- [What you will do]:
Can you report every line of the records below that holds the string "ship", copying each such line in full?

(Point annotation dataset records)
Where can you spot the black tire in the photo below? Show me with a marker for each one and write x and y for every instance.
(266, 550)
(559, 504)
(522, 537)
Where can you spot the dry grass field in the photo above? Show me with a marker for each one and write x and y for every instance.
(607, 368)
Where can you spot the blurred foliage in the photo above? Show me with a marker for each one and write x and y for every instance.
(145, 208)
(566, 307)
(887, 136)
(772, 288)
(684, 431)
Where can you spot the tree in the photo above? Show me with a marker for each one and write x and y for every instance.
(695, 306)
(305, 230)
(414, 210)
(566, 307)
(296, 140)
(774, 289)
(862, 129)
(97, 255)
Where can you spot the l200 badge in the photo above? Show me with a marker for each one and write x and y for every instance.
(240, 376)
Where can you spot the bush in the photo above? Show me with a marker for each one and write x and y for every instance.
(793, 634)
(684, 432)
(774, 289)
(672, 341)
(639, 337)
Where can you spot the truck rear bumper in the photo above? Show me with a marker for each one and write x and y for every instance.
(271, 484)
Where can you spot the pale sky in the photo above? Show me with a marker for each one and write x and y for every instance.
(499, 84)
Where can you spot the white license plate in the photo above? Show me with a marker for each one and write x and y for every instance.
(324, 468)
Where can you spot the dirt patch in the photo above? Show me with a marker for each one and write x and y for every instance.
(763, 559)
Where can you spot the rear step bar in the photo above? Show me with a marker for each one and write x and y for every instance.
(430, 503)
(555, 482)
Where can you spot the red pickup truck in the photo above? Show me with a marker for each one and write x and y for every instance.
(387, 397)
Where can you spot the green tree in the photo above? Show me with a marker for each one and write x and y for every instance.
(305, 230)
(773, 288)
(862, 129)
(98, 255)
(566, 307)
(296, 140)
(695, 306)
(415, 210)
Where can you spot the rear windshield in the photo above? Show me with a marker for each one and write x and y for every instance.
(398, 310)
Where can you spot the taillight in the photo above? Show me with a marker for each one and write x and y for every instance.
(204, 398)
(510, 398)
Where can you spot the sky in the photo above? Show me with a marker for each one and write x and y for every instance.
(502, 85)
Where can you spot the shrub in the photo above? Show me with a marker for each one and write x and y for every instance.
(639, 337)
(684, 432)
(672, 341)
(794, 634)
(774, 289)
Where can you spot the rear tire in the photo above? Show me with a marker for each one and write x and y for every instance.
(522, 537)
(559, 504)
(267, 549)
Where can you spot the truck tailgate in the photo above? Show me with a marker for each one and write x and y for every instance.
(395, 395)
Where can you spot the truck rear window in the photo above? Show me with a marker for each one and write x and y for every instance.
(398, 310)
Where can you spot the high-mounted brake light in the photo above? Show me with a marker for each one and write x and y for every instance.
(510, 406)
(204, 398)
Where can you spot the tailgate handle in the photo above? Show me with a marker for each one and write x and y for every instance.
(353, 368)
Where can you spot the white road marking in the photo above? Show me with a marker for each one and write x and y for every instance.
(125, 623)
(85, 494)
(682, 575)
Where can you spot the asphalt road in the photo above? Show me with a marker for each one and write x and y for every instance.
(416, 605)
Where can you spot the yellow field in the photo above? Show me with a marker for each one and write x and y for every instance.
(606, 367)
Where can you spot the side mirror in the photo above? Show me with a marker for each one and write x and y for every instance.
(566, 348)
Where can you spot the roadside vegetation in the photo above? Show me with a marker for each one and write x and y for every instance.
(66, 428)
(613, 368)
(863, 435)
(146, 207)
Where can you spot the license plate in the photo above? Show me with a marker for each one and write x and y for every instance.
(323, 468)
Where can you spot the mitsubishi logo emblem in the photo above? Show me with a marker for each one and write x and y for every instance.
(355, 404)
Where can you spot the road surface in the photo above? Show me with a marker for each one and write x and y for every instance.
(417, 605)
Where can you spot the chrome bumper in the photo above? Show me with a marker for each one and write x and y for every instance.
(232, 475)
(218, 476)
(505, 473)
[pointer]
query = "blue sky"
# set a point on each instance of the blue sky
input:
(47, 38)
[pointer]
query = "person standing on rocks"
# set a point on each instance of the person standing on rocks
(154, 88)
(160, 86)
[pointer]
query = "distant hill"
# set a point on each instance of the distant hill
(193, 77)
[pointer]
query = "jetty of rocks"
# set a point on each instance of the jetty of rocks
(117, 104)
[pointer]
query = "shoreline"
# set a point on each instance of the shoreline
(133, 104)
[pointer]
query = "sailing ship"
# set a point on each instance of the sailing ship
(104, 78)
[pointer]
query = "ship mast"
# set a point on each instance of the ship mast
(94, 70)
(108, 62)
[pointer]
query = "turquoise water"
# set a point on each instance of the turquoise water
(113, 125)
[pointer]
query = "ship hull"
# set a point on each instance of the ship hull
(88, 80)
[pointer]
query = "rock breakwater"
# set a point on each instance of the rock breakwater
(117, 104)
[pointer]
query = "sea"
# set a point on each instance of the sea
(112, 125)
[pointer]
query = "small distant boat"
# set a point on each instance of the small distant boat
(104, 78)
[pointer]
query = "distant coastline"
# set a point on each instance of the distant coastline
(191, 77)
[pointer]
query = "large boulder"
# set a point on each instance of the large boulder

- [Exercise answer]:
query = "sailing ship"
# set a point on each instance of the sailing ship
query = "ship mast"
# set a point on each instance of the ship mast
query = "ship hull"
# set a point on each instance of the ship hull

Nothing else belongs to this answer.